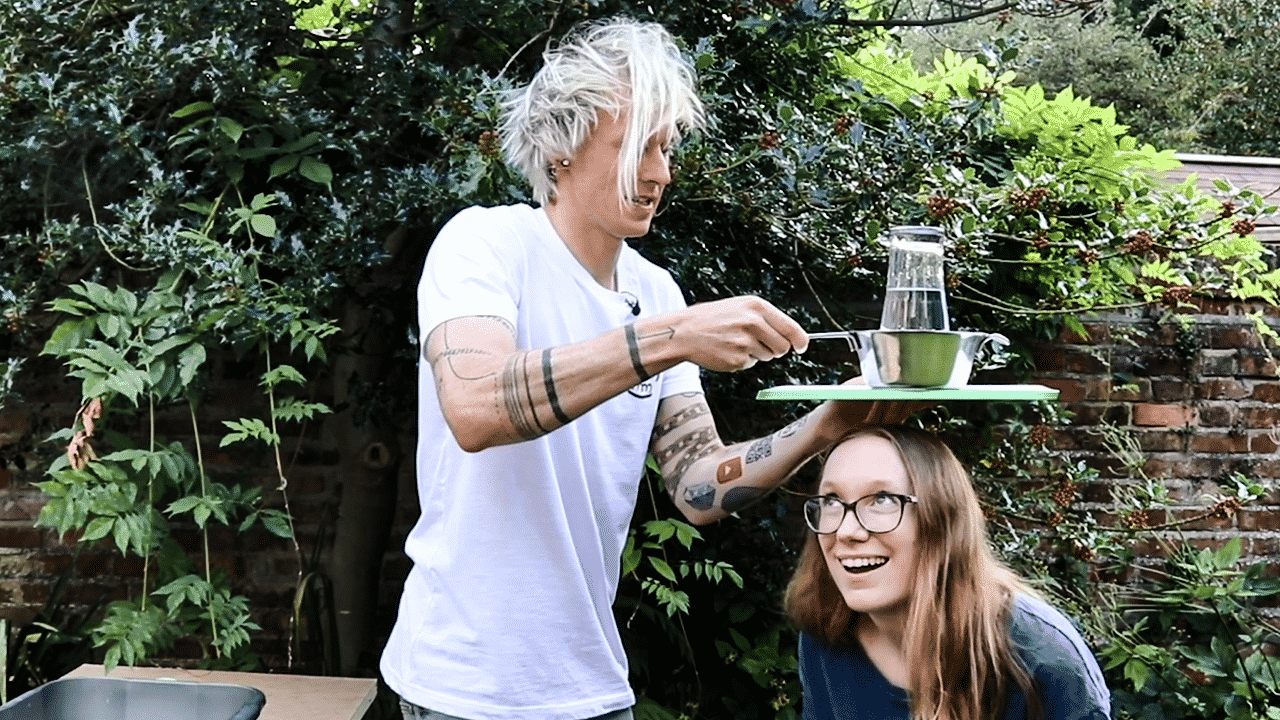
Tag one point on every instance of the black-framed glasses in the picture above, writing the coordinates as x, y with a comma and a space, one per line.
877, 513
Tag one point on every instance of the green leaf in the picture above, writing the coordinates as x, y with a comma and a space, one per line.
1229, 554
283, 165
662, 568
1137, 671
263, 224
183, 505
631, 556
316, 171
68, 336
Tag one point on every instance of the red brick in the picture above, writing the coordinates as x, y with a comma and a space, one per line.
1160, 441
1084, 363
1266, 469
1217, 363
1226, 336
1256, 363
1219, 414
1260, 519
1220, 442
22, 536
1194, 520
1048, 359
1221, 388
1152, 415
1266, 417
1171, 391
1264, 546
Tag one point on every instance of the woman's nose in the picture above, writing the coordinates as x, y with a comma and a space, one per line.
851, 528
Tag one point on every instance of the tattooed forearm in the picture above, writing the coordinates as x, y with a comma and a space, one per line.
689, 459
740, 497
792, 428
693, 442
759, 450
680, 419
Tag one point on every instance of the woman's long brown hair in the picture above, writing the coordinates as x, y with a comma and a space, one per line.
960, 657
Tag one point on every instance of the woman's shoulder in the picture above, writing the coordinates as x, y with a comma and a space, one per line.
1056, 654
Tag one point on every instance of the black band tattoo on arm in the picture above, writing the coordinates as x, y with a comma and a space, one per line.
551, 388
520, 410
634, 350
740, 497
700, 497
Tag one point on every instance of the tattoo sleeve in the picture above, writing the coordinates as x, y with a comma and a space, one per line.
517, 395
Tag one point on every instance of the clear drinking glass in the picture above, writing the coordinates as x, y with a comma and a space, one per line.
914, 291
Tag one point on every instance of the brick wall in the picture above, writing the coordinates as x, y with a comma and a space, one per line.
1200, 404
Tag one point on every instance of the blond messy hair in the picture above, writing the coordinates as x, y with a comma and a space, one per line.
615, 65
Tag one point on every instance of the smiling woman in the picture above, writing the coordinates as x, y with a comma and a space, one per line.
899, 596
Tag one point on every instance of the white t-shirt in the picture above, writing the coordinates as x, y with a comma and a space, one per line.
507, 611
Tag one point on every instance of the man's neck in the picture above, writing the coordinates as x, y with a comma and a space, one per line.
598, 253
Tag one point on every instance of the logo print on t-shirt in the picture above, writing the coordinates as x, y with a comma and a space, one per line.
643, 390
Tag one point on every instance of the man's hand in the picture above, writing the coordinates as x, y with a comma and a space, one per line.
725, 336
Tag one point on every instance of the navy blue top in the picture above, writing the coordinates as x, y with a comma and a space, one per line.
844, 684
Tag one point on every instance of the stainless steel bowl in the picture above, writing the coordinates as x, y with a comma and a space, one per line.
917, 358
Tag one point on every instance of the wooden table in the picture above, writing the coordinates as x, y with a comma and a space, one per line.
288, 697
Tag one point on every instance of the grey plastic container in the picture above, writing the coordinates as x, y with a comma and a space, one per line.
119, 698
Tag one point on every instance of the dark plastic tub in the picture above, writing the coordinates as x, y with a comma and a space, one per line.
118, 698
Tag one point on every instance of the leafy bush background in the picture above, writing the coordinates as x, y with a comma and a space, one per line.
184, 178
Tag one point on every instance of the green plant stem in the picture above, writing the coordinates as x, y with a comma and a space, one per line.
283, 484
204, 531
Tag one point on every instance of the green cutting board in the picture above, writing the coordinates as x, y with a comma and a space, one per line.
864, 392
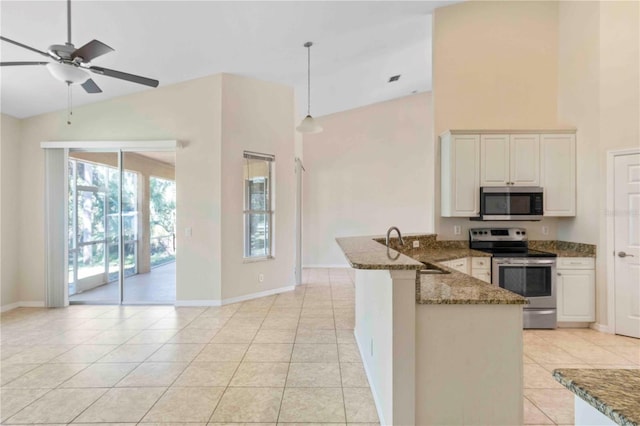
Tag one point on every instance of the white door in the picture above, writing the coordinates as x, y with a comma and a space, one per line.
627, 244
494, 160
524, 162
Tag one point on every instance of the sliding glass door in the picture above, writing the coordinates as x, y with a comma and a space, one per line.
110, 237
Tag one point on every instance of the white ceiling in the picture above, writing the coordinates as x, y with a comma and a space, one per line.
357, 46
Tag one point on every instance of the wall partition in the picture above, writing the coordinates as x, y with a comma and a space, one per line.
110, 227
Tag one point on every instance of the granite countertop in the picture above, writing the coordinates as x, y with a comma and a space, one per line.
615, 393
367, 253
451, 287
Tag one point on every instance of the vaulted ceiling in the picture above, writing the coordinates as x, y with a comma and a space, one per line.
357, 47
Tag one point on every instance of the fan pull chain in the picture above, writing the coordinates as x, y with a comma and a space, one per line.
69, 104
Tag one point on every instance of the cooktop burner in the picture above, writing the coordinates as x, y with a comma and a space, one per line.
504, 242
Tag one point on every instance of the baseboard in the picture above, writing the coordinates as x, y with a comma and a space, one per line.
327, 266
230, 300
197, 303
601, 328
258, 295
25, 304
376, 398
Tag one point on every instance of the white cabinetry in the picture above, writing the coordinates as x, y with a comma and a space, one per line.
460, 177
510, 160
481, 268
576, 288
558, 174
474, 158
460, 265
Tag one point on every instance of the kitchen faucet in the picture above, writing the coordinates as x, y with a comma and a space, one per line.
399, 235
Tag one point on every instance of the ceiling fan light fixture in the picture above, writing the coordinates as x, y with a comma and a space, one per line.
67, 73
309, 124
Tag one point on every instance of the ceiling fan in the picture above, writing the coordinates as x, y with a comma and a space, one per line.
71, 65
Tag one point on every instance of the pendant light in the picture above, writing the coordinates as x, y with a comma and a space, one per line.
309, 125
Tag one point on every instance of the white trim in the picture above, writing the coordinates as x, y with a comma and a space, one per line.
258, 295
153, 145
601, 328
610, 242
329, 265
376, 398
9, 307
197, 303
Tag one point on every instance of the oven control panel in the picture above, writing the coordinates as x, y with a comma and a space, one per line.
497, 234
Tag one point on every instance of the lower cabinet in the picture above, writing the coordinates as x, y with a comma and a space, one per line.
576, 289
481, 268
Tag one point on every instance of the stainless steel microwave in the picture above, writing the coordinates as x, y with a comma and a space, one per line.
511, 203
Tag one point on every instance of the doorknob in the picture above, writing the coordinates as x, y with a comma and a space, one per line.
623, 254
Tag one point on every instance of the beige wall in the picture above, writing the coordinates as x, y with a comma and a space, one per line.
257, 116
368, 170
189, 112
9, 211
494, 67
598, 91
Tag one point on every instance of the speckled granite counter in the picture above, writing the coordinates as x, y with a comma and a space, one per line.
367, 253
565, 248
452, 287
615, 393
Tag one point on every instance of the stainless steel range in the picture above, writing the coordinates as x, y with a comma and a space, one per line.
515, 267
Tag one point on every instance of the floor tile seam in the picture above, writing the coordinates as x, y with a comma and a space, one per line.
235, 372
31, 403
344, 403
170, 385
540, 409
291, 357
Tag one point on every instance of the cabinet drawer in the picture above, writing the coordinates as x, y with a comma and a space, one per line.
576, 263
481, 263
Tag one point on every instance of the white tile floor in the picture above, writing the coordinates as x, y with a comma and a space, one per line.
285, 359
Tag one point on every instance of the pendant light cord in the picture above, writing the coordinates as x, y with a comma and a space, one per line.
308, 78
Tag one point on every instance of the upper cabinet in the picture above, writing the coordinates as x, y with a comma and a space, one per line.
471, 159
507, 160
460, 178
558, 174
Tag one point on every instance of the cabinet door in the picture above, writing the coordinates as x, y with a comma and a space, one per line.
482, 274
576, 295
558, 174
460, 174
494, 160
524, 155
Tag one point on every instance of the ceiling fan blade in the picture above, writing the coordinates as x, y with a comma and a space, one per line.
10, 64
124, 76
24, 46
90, 86
91, 50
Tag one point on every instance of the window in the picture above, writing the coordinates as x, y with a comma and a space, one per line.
258, 205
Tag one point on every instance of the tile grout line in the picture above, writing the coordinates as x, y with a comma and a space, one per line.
304, 295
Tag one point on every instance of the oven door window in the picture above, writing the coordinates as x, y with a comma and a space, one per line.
527, 281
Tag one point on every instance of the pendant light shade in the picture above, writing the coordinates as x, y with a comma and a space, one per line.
309, 124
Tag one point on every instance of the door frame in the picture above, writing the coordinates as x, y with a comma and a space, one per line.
56, 276
610, 243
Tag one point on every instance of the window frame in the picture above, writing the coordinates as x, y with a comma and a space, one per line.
269, 211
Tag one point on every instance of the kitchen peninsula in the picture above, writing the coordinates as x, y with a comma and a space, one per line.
439, 347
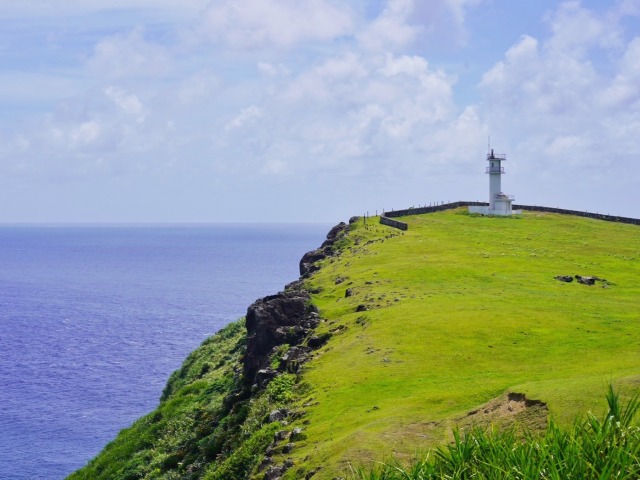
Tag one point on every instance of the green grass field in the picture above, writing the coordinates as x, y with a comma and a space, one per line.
462, 309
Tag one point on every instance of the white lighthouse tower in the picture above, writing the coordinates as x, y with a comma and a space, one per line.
499, 203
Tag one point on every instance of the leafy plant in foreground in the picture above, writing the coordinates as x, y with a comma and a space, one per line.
595, 448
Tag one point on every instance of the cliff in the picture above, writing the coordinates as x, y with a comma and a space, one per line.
390, 340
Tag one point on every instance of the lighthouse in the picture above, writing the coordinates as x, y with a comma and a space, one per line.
499, 202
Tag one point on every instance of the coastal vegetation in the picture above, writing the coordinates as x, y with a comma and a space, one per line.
452, 337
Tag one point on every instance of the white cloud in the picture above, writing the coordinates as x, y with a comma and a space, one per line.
246, 116
392, 29
570, 114
129, 56
274, 23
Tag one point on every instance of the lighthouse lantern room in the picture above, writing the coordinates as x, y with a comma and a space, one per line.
499, 203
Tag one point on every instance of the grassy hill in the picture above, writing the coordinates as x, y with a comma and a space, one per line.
443, 320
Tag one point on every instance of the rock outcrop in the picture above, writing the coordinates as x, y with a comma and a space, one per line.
285, 318
309, 259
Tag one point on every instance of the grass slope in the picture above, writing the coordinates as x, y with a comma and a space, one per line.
462, 309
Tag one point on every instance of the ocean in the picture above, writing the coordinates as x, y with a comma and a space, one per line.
93, 320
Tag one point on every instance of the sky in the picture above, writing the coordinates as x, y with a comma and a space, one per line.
313, 110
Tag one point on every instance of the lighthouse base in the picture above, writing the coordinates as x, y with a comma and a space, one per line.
489, 211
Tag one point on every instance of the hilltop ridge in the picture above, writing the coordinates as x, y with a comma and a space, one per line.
390, 339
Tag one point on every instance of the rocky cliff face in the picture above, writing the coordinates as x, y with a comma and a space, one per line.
287, 318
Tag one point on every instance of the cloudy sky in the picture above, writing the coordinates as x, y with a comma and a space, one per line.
313, 110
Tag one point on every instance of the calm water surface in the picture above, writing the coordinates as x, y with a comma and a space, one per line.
94, 319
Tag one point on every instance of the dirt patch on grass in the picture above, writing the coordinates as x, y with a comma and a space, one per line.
512, 409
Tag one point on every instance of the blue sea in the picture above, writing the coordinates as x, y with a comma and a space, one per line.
93, 319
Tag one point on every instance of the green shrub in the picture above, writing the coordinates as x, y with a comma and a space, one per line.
594, 449
280, 390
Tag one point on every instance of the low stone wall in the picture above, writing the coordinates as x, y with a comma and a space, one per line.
597, 216
393, 223
533, 208
435, 208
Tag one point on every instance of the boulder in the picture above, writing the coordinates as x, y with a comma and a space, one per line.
284, 318
564, 278
586, 280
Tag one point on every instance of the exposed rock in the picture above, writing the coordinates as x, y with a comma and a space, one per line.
294, 358
285, 318
564, 278
278, 415
307, 263
586, 280
275, 472
264, 376
317, 341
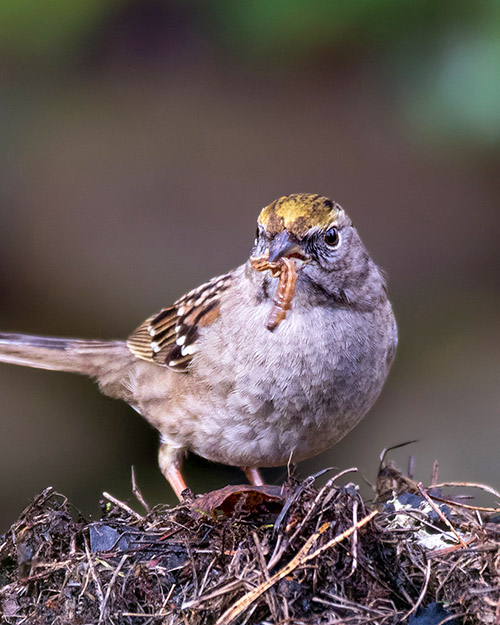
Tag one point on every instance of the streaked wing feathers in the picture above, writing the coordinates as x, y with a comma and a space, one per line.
168, 338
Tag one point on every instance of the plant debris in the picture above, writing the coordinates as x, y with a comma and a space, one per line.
295, 554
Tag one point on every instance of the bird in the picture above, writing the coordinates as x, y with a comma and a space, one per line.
271, 363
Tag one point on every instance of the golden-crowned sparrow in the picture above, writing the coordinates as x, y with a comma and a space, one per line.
273, 362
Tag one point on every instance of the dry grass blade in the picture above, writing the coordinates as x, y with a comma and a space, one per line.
299, 560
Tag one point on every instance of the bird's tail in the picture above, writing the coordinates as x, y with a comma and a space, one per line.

###

### GIVEN PROBLEM:
Set down exactly, from the line that contains "Tag one point on every instance of the blue" through the last line of the data, each line as it stands, and leave the pictures out.

### RESULT BELOW:
Tag one point on every instance of the blue sea in the picture above, writing the coordinates as x, y with a comma and a space, one per line.
93, 319
Tag one point on every instance of the green shrub in the picture above, writing the coordinates as x, y with a comma and a space, one per line.
594, 449
280, 390
Tag one point on every instance of the low stone wall in the picture above, writing the coordinates as x, y with a comma and a space, one per line.
597, 216
393, 223
533, 208
435, 208
Tag one point on every instance of the boulder in the picture above, writing the coordinates as x, y with a comma and a space, one per line.
284, 318
564, 278
586, 280
Tag one point on every instance of the exposed rock in the picture above, writing the coordinates as x, y with a comma and a space, one per line.
294, 358
285, 318
564, 278
278, 415
307, 263
586, 280
275, 472
264, 376
317, 341
Tag one point on every instance of the streaked wing feathers in the picture above, writing the coordinates as x, y with a comma and a space, one per line.
168, 338
Tag one point on every instance of the plant debris in the picture above, writing the coordinates as x, y with a comma and a space, one per line.
295, 554
Tag one point on every instance of the bird in the picture above, writing the coordinates as x, y with a comma and a space, one per line.
271, 363
Tag one point on every instance of the golden-crowned sparrow in the picture above, writing the coordinates as x, y with a comma and a space, one per line.
273, 362
Tag one point on every instance of the dry grass blade in the picture above, writing the coordinates as x, y with a comma and a space, one per line.
299, 560
Tag one point on every instance of the bird's tail in the picture above, writing the coordinates as x, y with a comma and a space, one per line.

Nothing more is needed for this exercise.